=== WORK TASK ===
Render into Spanish the following sentence from the passage on newsroom visits below: "Wednesday’s lineup included lots of big players in the middle of Midtown."

=== PASSAGE FOR REVIEW ===
================================

Rounding out the day:
- At the headquarters of Bloomberg News – another venue that inspires dreams — money is topic No. 1. Kate Smith dives deep into college endowments, compiling rankings that don’t otherwise exist. With so little oversight, colleges “can invest all of their money virtually wherever they want.” Colleague Caleb Melby watches Jared Kushner’s money, most recently looking at the troubled history of the family’s 666 Fifth Ave. building.
- Sports Illustrated’s Peter King, of Monday Morning Quarterback podcast fame, shared progressive views on race and sport. He likes the idea of rapper Sean Combs buying the Carolina Panthers in a sport where some 70 percent of the players are African-American and none of the team owners are black. On #TakeAKnee, he said, “it’s great that Colin Kaepernick used his platform as a football player to dissent.” On a different race issue, he stopped using “Redskins” in his writing more than two years ago and thinks that team should be the Washington Americans. At 60, the one-time Cincinnati Enquirer sportswriter is fully digital, but sometimes finds it frustrating. Case in point: When he dropped a giant project about New England QB Tom Brady last February, other web writers posted the best bits and stole some of his readers. “A lot of times your best work can go for naught,” he said. “I’m mad about it a year later.”
- At Patch.com – which counts an Oxford/Miami page among its 1,300 U.S. hyperlocal sites – the chase is on for news no one else is covering. “You have to give them something different,” National Editor Todd Richissin said. New York Patch sites did just that during a recent NYC blizzard with stories about a snowman on a subway platform and restaurants serving customers at snowy outdoor tables. Once writers have a good scoop, the Patch team in New York jumps into action to push content out through social media and keep close track of who is reading what.
Wednesday, January 10
Wednesday’s lineup included lots of big players in the middle of Midtown.
At NBC, the trip to the famed studio of Saturday Night Live takes you through a photo gallery that starts with Chevy Chase, John Belushi and friends, and ends with Tina Fey as Sarah Palin. After a stop at the new studio for NBC Nightly News with Lester Holt, the network’s main newscast of each weekday, we watched the action on the set of Morning Joe. Joe Scarborough joined the show from a remote studio, but co-anchor Mika Brzezinski offered the class a welcome. Brzezinski is a terrific boss, according to booking producer and Miami alum Daniela Pierre-Bravo (’12). “I literally just started getting her coffee right,” Pierre-Bravo said. Two years later, she began traveling with the Morning Joe co-host and is now working on a book with her about millennials and careers. In a Trump world, anything can and does happen on Morning Joe, a show with famous dust-ups with the White House. “We are deciding what’s next in the heat of the moment,” said Lauren Schweitzer, a line producer on the show and 2010 Miami grad. Plenty of #MeToo drama, too, with the ouster of Today Show host Matt Lauer in November. “That opened the floodgates for discussion,” Pierre-Bravo said, adding that NBC News Chair Andy Lack set the tone by inviting staff to share their concerns.

================================

Stored records:

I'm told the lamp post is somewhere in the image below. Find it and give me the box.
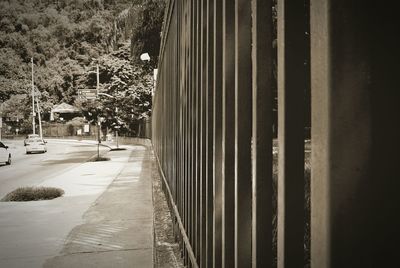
[31,57,36,134]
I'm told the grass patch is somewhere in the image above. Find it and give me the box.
[90,156,111,162]
[110,148,126,151]
[1,187,64,202]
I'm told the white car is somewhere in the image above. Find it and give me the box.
[0,141,11,165]
[25,138,47,154]
[24,134,40,146]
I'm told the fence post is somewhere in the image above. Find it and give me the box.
[252,0,274,267]
[278,0,310,268]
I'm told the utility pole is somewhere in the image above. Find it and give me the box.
[31,57,36,134]
[36,97,43,140]
[96,64,100,95]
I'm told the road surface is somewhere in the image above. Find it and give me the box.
[0,139,108,199]
[0,140,122,267]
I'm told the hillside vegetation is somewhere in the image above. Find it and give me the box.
[0,0,165,135]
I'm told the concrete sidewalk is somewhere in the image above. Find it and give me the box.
[44,147,153,267]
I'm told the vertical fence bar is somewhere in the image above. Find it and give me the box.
[252,0,273,268]
[278,0,309,268]
[222,0,235,267]
[235,0,252,267]
[210,0,223,267]
[311,0,400,267]
[198,0,208,267]
[203,0,214,267]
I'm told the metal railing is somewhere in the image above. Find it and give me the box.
[152,0,400,268]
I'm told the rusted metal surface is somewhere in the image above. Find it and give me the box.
[152,0,400,268]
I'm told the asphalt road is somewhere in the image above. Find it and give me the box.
[0,140,130,268]
[0,139,108,199]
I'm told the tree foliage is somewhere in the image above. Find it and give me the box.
[0,0,165,132]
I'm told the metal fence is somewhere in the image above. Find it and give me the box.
[152,0,400,268]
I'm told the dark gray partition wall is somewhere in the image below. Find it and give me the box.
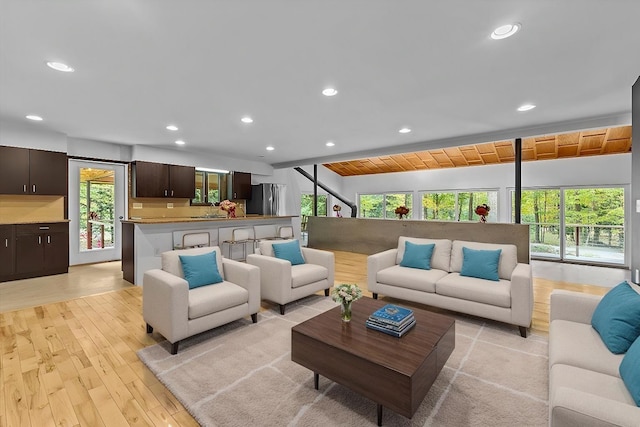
[629,77,640,283]
[307,216,529,263]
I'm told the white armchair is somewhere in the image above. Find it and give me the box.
[247,240,335,314]
[142,246,260,354]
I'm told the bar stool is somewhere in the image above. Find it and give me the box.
[222,228,255,261]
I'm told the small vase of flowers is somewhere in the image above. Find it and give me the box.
[331,283,362,322]
[394,205,409,219]
[476,204,491,222]
[220,200,236,218]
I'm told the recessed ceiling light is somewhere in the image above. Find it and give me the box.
[47,61,75,73]
[518,104,536,111]
[322,87,338,96]
[491,23,520,40]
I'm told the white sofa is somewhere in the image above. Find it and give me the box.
[247,240,335,314]
[367,236,533,338]
[549,287,640,427]
[142,246,260,354]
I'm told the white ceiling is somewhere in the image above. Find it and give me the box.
[0,0,640,166]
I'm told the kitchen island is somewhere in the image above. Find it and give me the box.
[121,215,300,285]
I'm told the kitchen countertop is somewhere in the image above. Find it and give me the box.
[0,219,70,225]
[121,215,297,224]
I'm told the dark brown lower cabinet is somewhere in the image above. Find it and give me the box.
[0,225,16,279]
[0,222,69,281]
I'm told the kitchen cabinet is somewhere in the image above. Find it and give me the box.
[231,172,251,200]
[15,222,69,278]
[0,146,68,196]
[133,162,196,199]
[0,225,16,278]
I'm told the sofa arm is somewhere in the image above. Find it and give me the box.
[142,269,189,343]
[549,289,602,324]
[222,258,261,313]
[511,263,533,328]
[302,248,336,286]
[549,387,640,427]
[367,248,398,293]
[247,254,291,304]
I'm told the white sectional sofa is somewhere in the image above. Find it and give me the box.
[549,286,640,427]
[367,236,533,337]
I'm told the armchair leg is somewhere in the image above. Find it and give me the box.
[171,341,180,354]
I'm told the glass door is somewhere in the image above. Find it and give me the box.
[69,160,126,265]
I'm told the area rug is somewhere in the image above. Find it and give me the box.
[138,295,548,427]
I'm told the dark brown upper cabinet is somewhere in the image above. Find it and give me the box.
[231,172,251,200]
[133,161,196,199]
[0,146,68,196]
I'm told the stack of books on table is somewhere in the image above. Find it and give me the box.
[366,304,416,337]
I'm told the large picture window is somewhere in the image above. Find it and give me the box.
[422,190,498,222]
[511,187,625,264]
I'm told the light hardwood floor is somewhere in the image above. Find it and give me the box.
[0,252,608,427]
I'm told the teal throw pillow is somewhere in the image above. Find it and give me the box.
[591,281,640,354]
[400,241,436,270]
[620,338,640,406]
[273,240,304,265]
[460,247,502,282]
[179,251,222,289]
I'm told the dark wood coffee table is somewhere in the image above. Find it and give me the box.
[291,298,455,425]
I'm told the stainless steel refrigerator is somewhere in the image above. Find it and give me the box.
[247,184,287,216]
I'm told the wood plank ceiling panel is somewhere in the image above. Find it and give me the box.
[324,126,631,176]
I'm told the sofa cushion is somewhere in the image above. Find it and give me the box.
[271,240,304,265]
[591,281,640,354]
[620,338,640,406]
[396,236,451,271]
[549,320,622,377]
[189,281,249,319]
[400,242,436,270]
[460,247,502,282]
[291,264,333,288]
[376,265,448,293]
[549,364,635,410]
[160,246,224,279]
[449,240,518,280]
[436,273,511,308]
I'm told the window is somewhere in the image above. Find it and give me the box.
[358,193,413,218]
[191,171,227,205]
[422,191,498,222]
[300,194,327,217]
[511,187,625,264]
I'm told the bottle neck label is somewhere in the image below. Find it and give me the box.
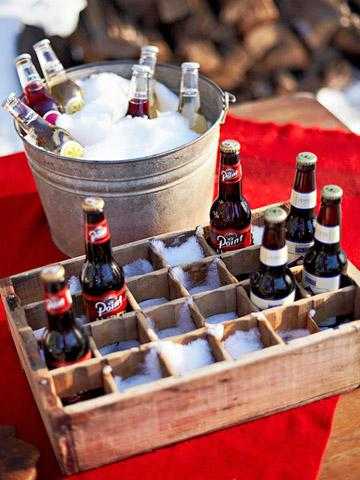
[83,286,127,322]
[85,218,110,245]
[220,160,241,184]
[260,245,288,267]
[210,225,252,252]
[314,222,340,244]
[302,269,341,295]
[250,289,295,310]
[290,189,316,210]
[45,287,72,315]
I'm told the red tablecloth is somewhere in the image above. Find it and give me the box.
[0,117,360,480]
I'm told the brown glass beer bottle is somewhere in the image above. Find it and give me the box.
[210,140,252,252]
[81,197,127,321]
[286,152,317,260]
[303,185,347,294]
[250,207,295,310]
[41,265,91,369]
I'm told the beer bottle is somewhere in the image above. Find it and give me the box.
[303,185,347,294]
[127,65,150,117]
[34,38,85,114]
[209,140,252,252]
[2,93,84,158]
[178,62,207,134]
[81,197,127,321]
[139,45,159,118]
[250,207,295,310]
[15,53,60,125]
[41,265,91,369]
[286,152,317,259]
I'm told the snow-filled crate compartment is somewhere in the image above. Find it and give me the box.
[128,270,188,310]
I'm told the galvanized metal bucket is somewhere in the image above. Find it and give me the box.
[16,61,231,256]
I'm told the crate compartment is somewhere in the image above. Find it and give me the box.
[170,258,237,295]
[145,299,204,339]
[194,285,257,324]
[128,270,188,310]
[150,229,215,267]
[108,347,171,392]
[222,314,283,360]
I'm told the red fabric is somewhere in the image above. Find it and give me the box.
[0,116,360,480]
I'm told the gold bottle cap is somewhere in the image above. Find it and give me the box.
[81,197,105,213]
[40,264,65,283]
[321,185,344,200]
[296,152,317,167]
[220,139,241,153]
[264,207,287,223]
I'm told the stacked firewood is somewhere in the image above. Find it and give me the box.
[71,0,360,100]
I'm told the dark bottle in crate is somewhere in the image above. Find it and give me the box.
[303,185,347,294]
[127,65,151,117]
[15,53,60,125]
[34,38,85,114]
[286,152,317,260]
[209,140,252,252]
[81,197,127,321]
[139,45,159,118]
[41,265,91,369]
[2,93,84,158]
[250,207,295,310]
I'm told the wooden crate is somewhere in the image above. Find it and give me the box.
[0,205,360,474]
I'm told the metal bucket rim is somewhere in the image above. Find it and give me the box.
[14,60,225,165]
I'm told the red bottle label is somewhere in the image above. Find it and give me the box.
[83,287,127,322]
[45,287,72,315]
[220,161,242,183]
[51,349,92,368]
[210,225,252,252]
[85,219,110,245]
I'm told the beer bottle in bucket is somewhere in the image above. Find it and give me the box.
[2,93,84,158]
[81,197,127,321]
[250,207,295,310]
[34,38,85,114]
[178,62,207,134]
[139,45,159,118]
[40,265,91,369]
[15,53,60,125]
[210,140,252,252]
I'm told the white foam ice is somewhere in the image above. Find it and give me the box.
[114,348,162,391]
[224,328,264,360]
[123,258,154,278]
[151,235,205,266]
[158,338,215,375]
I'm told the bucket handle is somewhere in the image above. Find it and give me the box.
[220,92,236,125]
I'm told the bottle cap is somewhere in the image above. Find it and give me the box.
[141,45,160,55]
[321,185,343,200]
[220,139,241,153]
[15,53,31,63]
[40,264,65,283]
[81,197,105,213]
[264,207,287,223]
[296,152,317,167]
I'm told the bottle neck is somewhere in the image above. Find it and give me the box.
[219,152,242,201]
[85,212,112,264]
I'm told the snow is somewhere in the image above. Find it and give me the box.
[114,348,162,391]
[171,259,221,295]
[99,340,140,355]
[123,258,154,278]
[158,338,215,375]
[151,235,205,267]
[224,328,264,360]
[205,312,238,324]
[277,328,310,343]
[139,297,169,310]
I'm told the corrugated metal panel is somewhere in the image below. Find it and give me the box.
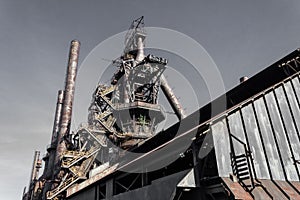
[211,118,232,177]
[212,75,300,181]
[242,103,270,179]
[254,97,284,180]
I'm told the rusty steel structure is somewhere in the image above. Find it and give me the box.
[23,17,300,200]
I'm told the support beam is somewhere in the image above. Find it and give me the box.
[160,75,186,120]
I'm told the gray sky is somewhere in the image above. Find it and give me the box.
[0,0,300,200]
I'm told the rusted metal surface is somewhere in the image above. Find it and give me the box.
[259,180,289,200]
[160,75,186,120]
[251,187,272,200]
[274,181,300,200]
[67,164,118,197]
[222,178,253,200]
[44,90,64,179]
[55,40,80,167]
[290,181,300,195]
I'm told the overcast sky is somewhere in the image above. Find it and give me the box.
[0,0,300,200]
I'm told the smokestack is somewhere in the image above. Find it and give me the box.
[55,40,80,166]
[160,75,186,120]
[28,151,42,196]
[240,76,249,83]
[44,90,64,180]
[135,37,145,62]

================================

=== TASK SOLUTION ===
La agenda del miércoles incluyó a muchos actores importantes en pleno Midtown.